Broad anti-tobacco bill narrowly passes House
But in the days ahead of the vote, members, including Majority Whip Jim Clyburn, raised concerns about the impact that measures like a menthol ban would have on already over-policed black communities. As the House’s No. 3 Democrat, Clyburn — also the highest ranking African American in Congress — is typically tasked with rallying votes. He was absent for today’s vote.
Speaker Nancy Pelosi had also made impassioned speeches to rally support in closed-door meetings this week with caucus members, as resistance grew among lawmakers representing communities of color and rural areas.
Concerns had also surfaced at the November committee vote where three Congressional Black Caucus members, Reps. G.K. Butterfield (D-N.C.), Yvette Clarke (D-N.Y.) and Donald McEachin (D-Va.) ultimately voted against the bill.
Roughly ninety percent of black smokers report using menthol products. Dozens of other CBC members — including Chairwoman Karen Bass (D-Calif.), who backs the bill — argue that industry has targeted the black community for years and banning menthol would be the ultimate public health move.
Yet Clarke told POLITICO that her vocal criticism is rooted in her experiences as a Brooklyn resident who has witnessed the devastating effects of stop-and-frisk. Black people smoking menthol cigarettes could be “low-hanging fruit” to law enforcement, she said this month ahead of the vote.
“I’ve seen cops stop people for less,” Clarke said. “There are so many mothers in our communities who have lost their loved ones in reckless situations with law enforcement or vigilantes.”
The mothers of both Trayvon Martin and Eric Garner have rallied against the legislation. Garner suffocated and died in 2014 after police put him in a headlock because he was selling cigarettes on the street.

> [PROBLEM 1]: In the article on the anti-tobacco bill, what share of black smokers report using menthol products?
> [PROBLEM 2]: Continue the article on the anti-tobacco bill from its last sentence.
The data has no role in this work.

(Data excerpts)
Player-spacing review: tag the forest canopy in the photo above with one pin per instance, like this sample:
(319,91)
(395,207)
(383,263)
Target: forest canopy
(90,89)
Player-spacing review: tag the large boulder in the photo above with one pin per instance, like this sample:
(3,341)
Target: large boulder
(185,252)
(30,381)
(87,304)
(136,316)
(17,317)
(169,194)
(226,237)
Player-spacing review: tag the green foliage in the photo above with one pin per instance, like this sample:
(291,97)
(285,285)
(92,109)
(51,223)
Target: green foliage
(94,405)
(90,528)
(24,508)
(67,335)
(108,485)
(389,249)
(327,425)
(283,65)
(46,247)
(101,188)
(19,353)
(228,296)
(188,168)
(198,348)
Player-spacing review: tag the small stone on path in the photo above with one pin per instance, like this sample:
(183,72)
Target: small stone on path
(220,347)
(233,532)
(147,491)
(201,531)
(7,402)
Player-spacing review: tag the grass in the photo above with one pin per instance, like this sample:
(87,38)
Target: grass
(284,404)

> [FINAL ANSWER 1]: Roughly ninety percent.

> [FINAL ANSWER 2]:
“In my mind’s eye, I can still see Eric Garner saying, ‘I can’t breathe,’” Clarke said.
Supporters of the bill, including its co-sponsors, say it would not penalize consumers, but rather retailers selling banned products. Still, a letter circulated by the American Civil Liberties Union and other civil rights groups ahead of the vote raised alarms, calling the bill a criminalization measure rather than a public health one.
The legislation also loops in a Ways and Means Committee-approved bill that would levy an excise tax on e-cigarettes and channel the expected $10 billion in proceeds over the next ten years toward other health goals. Those include providing colorectal cancer screenings for Medicare users and requiring that high-deductible plans cover inhalers for people with chronic lung disease.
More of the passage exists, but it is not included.